** Your objective **
Rewrite the lines below with each "Target" swapped for "Label", leaving everything else unchanged.

** Records to process **
* Begin *
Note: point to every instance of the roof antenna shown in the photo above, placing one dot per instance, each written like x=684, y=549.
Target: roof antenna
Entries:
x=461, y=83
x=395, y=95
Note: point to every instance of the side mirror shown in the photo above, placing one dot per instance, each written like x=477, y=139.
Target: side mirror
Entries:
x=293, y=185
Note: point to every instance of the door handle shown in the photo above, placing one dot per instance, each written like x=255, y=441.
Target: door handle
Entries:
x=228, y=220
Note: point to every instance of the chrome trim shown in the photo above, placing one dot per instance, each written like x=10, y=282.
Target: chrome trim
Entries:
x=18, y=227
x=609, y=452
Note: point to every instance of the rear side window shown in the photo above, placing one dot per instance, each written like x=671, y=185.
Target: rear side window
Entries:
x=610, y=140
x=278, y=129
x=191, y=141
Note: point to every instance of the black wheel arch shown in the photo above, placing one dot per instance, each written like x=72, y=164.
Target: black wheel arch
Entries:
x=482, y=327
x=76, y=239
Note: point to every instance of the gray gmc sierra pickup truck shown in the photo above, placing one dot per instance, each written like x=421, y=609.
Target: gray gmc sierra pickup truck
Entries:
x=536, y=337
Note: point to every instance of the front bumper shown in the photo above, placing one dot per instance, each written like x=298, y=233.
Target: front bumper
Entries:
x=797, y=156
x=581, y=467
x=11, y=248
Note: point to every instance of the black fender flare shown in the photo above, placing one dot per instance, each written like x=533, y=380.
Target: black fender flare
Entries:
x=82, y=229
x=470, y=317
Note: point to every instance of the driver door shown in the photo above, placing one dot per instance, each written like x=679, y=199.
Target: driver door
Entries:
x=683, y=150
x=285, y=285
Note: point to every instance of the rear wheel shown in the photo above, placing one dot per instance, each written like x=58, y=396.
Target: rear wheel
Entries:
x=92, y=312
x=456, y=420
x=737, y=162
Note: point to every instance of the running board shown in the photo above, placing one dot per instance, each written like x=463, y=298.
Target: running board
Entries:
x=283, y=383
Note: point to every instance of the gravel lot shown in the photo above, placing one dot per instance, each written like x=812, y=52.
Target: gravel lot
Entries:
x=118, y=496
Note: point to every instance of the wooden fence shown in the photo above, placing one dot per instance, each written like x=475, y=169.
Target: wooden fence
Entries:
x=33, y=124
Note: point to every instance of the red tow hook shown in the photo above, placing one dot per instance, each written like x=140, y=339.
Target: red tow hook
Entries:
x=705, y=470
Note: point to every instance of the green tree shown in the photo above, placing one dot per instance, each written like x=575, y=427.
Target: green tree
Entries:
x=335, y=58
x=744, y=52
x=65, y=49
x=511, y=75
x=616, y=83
* End *
** Answer **
Note: point to every instance of the roof antenna shown in the photo above, placing one dot per instance, each written like x=684, y=549.
Label: roof antenna
Entries:
x=461, y=83
x=395, y=95
Note: point to every instance of the side mirror shown in the photo above, placing one dot per instance, each written like x=477, y=139.
Label: side mirror
Entries:
x=293, y=185
Note: point to every instance of the door handle shown in the photo above, placing one dot per instance, each written like x=255, y=441.
Label: door handle
Entries:
x=228, y=220
Note: point to every instance of the chrome trim shown in the photo above, placing one dot per instance, each written like x=10, y=282.
Label: chrome trim
Entries:
x=18, y=227
x=609, y=452
Note: point to every instance of the rear side window shown in the photo above, placing one dot per instance, each written like x=671, y=185.
Label: rear side window
Entries:
x=610, y=140
x=278, y=129
x=191, y=141
Note: point to every instance of the black wheel arch shown in the photo above, placing one dot per instance, each written like x=72, y=164.
Label: black wheel arch
Entries:
x=482, y=327
x=76, y=239
Note: point to every instance of the gray gmc sierra pickup truck shown in the photo above, placing one dot per instance, each written like x=421, y=609.
Label: gray gmc sierra pickup truck
Entries:
x=536, y=337
Note: point to every instance of the front bumper shown in the photo above, placing one dot per instance, each written like x=298, y=233.
Label: front bumper
Entries:
x=797, y=156
x=581, y=467
x=11, y=248
Note: point to every instance of the black fender flare shown in the photo above, placing one dot per instance, each written like x=533, y=380.
Label: black fender flare
Entries:
x=82, y=229
x=470, y=317
Note: point to every instance of the driver door shown in the photo above, placing one dot per instance, each written like x=679, y=199.
Label: driver door
Entries:
x=683, y=150
x=285, y=285
Note: point to every instance of the rear wheel shown in the photo above, placing one dot per instance, each written like x=58, y=396.
Label: rear wheel
Entries:
x=92, y=312
x=456, y=420
x=737, y=162
Note: point to every instance of the running board shown in the photo above, placing one dot per instance, each written like x=463, y=298.
Label: running board
Entries:
x=283, y=383
Note: point to every instance of the gravel lot shown in the photo above, placing one dot per instance, each written like x=812, y=52.
Label: gravel lot
Entries:
x=118, y=496
Note: point to every instance of the wooden fence shown in the photo above, placing one dot per instance, each written like x=475, y=169.
Label: wooden fence
Entries:
x=33, y=124
Note: point to every instance of the red tow hook shown in the photo above, placing one dot per instance, each written like x=140, y=339.
Label: red tow hook
Entries:
x=705, y=470
Note: point to every instance of the green tree shown in the photo above, placing one dot per instance, each written like x=575, y=427.
Label: green tree
Entries:
x=335, y=58
x=744, y=52
x=65, y=49
x=511, y=75
x=616, y=83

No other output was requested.